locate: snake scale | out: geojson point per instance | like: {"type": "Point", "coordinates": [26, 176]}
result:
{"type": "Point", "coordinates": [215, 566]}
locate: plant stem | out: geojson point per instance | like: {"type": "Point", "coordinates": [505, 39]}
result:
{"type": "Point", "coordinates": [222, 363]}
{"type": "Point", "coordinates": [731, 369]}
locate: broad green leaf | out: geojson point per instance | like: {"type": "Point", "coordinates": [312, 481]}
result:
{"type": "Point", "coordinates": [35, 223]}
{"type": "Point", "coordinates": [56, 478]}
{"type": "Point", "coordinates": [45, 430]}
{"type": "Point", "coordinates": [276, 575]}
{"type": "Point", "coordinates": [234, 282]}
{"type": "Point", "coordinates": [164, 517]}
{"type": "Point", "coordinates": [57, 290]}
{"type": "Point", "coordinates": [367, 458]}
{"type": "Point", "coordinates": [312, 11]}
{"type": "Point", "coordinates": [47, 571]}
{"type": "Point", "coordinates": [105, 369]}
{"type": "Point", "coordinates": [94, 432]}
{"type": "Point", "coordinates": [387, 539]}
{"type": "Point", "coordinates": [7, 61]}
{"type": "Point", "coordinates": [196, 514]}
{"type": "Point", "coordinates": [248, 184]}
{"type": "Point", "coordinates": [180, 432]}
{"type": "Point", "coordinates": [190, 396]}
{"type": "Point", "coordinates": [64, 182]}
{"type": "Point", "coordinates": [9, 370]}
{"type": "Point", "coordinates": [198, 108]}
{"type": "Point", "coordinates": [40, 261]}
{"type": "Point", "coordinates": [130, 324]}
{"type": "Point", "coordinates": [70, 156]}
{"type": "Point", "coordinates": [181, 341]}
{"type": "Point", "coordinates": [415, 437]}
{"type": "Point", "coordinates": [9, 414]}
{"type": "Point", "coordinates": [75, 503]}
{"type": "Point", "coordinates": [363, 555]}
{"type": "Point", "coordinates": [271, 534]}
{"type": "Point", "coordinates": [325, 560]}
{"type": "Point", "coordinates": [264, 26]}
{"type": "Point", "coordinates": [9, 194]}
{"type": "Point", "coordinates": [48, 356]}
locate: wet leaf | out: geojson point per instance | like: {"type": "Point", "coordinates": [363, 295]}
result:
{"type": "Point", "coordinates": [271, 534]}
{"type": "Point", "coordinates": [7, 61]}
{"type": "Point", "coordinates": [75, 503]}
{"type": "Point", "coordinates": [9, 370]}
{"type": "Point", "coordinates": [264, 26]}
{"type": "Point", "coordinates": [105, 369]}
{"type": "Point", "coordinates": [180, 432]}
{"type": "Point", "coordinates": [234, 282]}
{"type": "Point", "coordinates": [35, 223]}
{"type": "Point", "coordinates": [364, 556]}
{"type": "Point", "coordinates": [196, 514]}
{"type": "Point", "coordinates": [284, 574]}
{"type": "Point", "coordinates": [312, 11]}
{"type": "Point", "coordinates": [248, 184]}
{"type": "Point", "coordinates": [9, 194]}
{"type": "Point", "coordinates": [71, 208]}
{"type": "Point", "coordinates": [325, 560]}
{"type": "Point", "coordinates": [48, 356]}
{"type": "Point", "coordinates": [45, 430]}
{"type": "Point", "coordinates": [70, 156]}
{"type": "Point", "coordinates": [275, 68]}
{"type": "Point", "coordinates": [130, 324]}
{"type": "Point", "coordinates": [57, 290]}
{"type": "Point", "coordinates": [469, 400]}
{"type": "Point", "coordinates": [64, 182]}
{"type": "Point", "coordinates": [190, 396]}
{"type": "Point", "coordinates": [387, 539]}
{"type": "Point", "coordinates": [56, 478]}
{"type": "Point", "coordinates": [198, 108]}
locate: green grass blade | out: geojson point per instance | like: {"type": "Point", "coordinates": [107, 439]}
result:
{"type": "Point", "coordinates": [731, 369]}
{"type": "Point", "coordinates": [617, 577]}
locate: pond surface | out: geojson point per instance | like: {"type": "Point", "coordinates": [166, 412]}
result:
*-*-*
§ Try it
Among the entries, count the lines that hold "leaf". Reply with the count only.

§ Your solution
2